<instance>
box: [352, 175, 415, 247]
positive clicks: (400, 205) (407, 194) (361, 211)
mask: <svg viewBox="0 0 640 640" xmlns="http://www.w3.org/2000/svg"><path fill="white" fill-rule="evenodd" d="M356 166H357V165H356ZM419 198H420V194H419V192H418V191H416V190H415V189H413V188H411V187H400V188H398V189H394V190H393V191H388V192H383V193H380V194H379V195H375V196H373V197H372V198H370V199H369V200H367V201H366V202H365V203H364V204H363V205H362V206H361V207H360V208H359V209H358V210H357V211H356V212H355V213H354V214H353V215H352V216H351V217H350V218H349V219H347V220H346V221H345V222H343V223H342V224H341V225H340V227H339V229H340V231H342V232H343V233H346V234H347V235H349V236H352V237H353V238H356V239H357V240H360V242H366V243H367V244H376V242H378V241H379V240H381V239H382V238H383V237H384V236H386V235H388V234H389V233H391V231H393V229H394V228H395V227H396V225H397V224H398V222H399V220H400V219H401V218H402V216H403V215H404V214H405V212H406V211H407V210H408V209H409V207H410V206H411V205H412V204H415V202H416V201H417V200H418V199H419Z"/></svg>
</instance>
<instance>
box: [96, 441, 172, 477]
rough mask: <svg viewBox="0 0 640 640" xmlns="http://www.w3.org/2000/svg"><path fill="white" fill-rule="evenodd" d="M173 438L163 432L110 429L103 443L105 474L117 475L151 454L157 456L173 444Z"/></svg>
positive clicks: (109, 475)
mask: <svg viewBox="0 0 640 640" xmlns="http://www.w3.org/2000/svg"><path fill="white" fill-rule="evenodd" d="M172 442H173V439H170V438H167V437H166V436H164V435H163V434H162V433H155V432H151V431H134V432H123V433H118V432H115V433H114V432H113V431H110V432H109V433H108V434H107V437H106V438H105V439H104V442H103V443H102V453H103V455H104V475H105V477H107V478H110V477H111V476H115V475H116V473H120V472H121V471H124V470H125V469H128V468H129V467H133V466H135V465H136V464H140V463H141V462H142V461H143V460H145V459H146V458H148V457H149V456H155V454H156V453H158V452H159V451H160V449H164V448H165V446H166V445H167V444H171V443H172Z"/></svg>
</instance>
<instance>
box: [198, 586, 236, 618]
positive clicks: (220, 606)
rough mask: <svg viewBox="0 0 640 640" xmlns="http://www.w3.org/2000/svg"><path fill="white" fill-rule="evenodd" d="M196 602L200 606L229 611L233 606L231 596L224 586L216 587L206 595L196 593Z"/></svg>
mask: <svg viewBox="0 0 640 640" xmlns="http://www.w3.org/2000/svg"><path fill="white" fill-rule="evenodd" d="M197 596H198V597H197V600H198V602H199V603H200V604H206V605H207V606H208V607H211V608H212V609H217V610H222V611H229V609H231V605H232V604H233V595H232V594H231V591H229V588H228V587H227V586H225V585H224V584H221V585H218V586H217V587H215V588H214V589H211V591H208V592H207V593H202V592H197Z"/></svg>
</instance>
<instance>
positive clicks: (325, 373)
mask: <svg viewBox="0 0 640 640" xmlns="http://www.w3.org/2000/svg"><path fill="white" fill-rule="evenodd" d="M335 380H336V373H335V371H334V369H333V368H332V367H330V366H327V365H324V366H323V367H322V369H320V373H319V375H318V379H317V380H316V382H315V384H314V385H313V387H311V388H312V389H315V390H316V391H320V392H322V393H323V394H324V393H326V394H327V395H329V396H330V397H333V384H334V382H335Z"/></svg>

——————

Exercise details: From the line containing "box: [198, 586, 236, 618]" to the last line of the listing, write everything out exactly. Nothing outside that stretch belongs.

Answer for the task:
box: [198, 586, 236, 618]
positive clicks: (220, 606)
rough mask: <svg viewBox="0 0 640 640" xmlns="http://www.w3.org/2000/svg"><path fill="white" fill-rule="evenodd" d="M196 602L200 606L229 611L233 606L231 596L224 586L216 587L206 595L196 593Z"/></svg>
mask: <svg viewBox="0 0 640 640" xmlns="http://www.w3.org/2000/svg"><path fill="white" fill-rule="evenodd" d="M197 596H198V597H197V600H198V602H199V603H200V604H206V605H207V606H208V607H211V608H212V609H217V610H222V611H229V609H231V605H232V604H233V595H232V594H231V591H229V588H228V587H227V586H225V585H224V584H221V585H218V586H217V587H215V588H214V589H211V591H208V592H207V593H202V592H197Z"/></svg>
</instance>
<instance>
positive clicks: (325, 373)
mask: <svg viewBox="0 0 640 640" xmlns="http://www.w3.org/2000/svg"><path fill="white" fill-rule="evenodd" d="M335 380H336V373H335V371H334V369H333V368H332V367H330V366H327V365H324V366H323V367H322V369H320V373H319V375H318V379H317V380H316V382H315V384H314V385H313V387H311V388H312V389H315V390H316V391H320V392H322V393H323V394H324V393H326V394H327V395H329V396H330V397H333V384H334V382H335Z"/></svg>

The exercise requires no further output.